DOKUMENTABSCHNITT:
^^^^^^^^^^^^^^^^

Spiegellose Systemkamera, Systemkamera
Testbericht: Sony NEX-3N
2013-05-08 Sony hat das kleinste Modell der NEX-Serie weiter abgespeckt und auch den Einstandspreis reduziert. Damit soll die aktuelle NEX-3N abermals attraktiver für Um- und Aufsteiger von einer Kompaktkamera werden als ihre Vorgängerin. Unser Praxistest klärt, ob die NEX-3N die in sie gesteckten Erwartungen erfüllen kann und wo Sony den Rotstift angesetzt hat. Im Testlabor musste der jüngste Spross der NEX-Familie dann zeigen, welche Bildqualität sie im Team mit dem ebenfalls noch recht frischen Powerzoom-Objektiv PZ 16-50/3.5-5.6 liefert. (Martin Vieten)
Ergonomie und Verarbeitung Wie schon ihre Vorgängerin, wird auch die NEX-3N ausschließlich im Set mit mindestens einem Objektiv angeboten. Im einfachsten Fall liegt das neue Powerzoom PZ 16-50/3.5-5.6 mit im Karton. Die zweite Variante beinhaltet zusätzlich noch das Telezoom E 55-210/4.5-6.3. Dass Sony bei der NEX-3N jeden Cent sparen wollte, fällt bereits beim Auspacken der Kamera auf: Ihr liegt kein Akkuladegerät mehr bei, sondern lediglich ein Netzteil mit USB-Anschluss. Der Akku muss also in der NEX-3N verbleiben, wenn er geladen werden soll, Aufnahmen mit einem Zweitakku sind währenddessen nicht möglich. Aber auch die Kamera selber kann nicht verhehlen, dass sie unter dem Diktat der Sparkommissare entstanden ist: Die NEX-3N verzichtet auf einen Systemschuh, sie lässt sich also im Gegensatz zu Ihrer Vorgängerin nicht mehr mit einem Blitzgerät oder elektronischen Sucher nachrüsten. Zudem hat es bei ihr nur für eine Hülle aus Kunststoff gereicht, doch das Gehäuse ist gut verarbeitet und wirkt keineswegs billig. Wegfallen ist zudem der vormals ausgeprägte Handgriff, die NEX-3N begnügt sich mit einer flachen Griffwulst. Dadurch liegt die Kamera nicht mehr ganz so sicher in der Hand, spart aber nochmals ein paar Gramm Gewicht ein. Dennoch ist sie mit knapp 400 Gramm rund doppelt so schwer wie eine vergleichbare Kompaktkamera und passt höchstens noch in die Jackentasche aber keineswegs mehr in die Hosentasche.

^^^^^^^^^^^^^^^^

DATENBLOCK:
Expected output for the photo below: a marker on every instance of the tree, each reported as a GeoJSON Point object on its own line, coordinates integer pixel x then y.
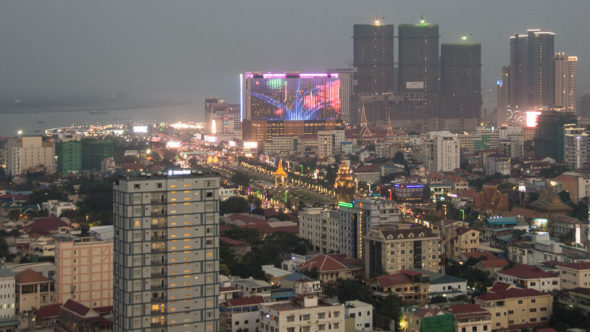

^^^^^^^^^^^^^^^^

AUFGABENSTELLUNG:
A - Gib aus dem Testbericht zur Sony NEX-3N den Abschnitt wörtlich wieder, der mit den Worten "Spiegellose Systemkamera, Systemkamera" beginnt und mit "liefert. (Martin Vieten)" endet.
B - Nenne alle Dinge, die laut dem Testbericht zur Sony NEX-3N im Vergleich zur Vorgängerin bei der NEX-3N weggefallen sind.
C - Führe den Testbericht zur Sony NEX-3N ab der Stelle fort, an der er endet.

ERGEBNISSE JE AUFGABE:
A -
Spiegellose Systemkamera, Systemkamera
Testbericht: Sony NEX-3N
2013-05-08 Sony hat das kleinste Modell der NEX-Serie weiter abgespeckt und auch den Einstandspreis reduziert. Damit soll die aktuelle NEX-3N abermals attraktiver für Um- und Aufsteiger von einer Kompaktkamera werden als ihre Vorgängerin. Unser Praxistest klärt, ob die NEX-3N die in sie gesteckten Erwartungen erfüllen kann und wo Sony den Rotstift angesetzt hat. Im Testlabor musste der jüngste Spross der NEX-Familie dann zeigen, welche Bildqualität sie im Team mit dem ebenfalls noch recht frischen Powerzoom-Objektiv PZ 16-50/3.5-5.6 liefert. (Martin Vieten)

B -
- Das beiliegende Akkuladegerät
- Der Systemschuh
- Der ausgeprägte Handgriff

C -
Gespart hat Sony auch am Scharnier für das Display. Dieses lässt sich nur noch nach oben klappen, zwar für Selbstportraits gleich um 180°, aber eben nicht mehr nach unten. Für Über-Kopf-Aufnahmen eignet sich die NEX-3N also nicht mehr so gut wie ihre Vorgängerin. Beim Display hat Sony ebenfalls den Rotstift angesetzt, es löst jetzt mit 460.800 Bildpunkten nur noch halb so hoch auf wie das der Vorgängerin. Immerhin ist der Monitor mit einer Diagonalen von drei Zoll angenehm groß und in der Praxis fällt der Auflösungsverlust gar nicht so sehr ins Gewicht. Geblieben ist es beim einzigartigen – man könnte auch sagen „eigenwilligen“ – Bedienkonzept der NEX-Familie: Die Kamera wartet mit recht wenigen Knöpfen auf, die zudem je nach Betriebszustand oder Benutzervorgaben wechselnde Funktionen annehmen. Zur Orientierung wird die aktuelle Belegung dieser „Softkeys“ auf dem Display angezeigt. Der multifunktionale Einstellring auf der Rückseite übernimmt dabei die Funktion eines virtuellen Programmwählrades. Sony will mit diesem Konzept ein Abtauchen in die Menüs der Kamera so selten wie möglich nötig machen. An sich keine schlechte Idee, zumal Sony die Menüs auf den ersten Blick auch recht übersichtlich gestaltet hat. Auf den zweiten Blick kann die NEX-3N aber nicht verhehlen, dass Sony ins „Einstellung“-Menü so ziemlich alles gepackt hat, was nach Meinung der Programmierer nicht in die anderen Kategorien wie „Kamera“ oder „Bildgröße“ gepasst hat. Unter Einstellung präsentiert die NEX-3N wie alle Kameras der Familie daher eine recht lange und unübersichtliche Liste. Hat man sich indes erst einmal an das Bedienkonzept der Kamera gewöhnt, kommt doch besser mit ihr zurecht, als es die kleine Anzahl an Knöpfen und Schaltern vermuten ließe.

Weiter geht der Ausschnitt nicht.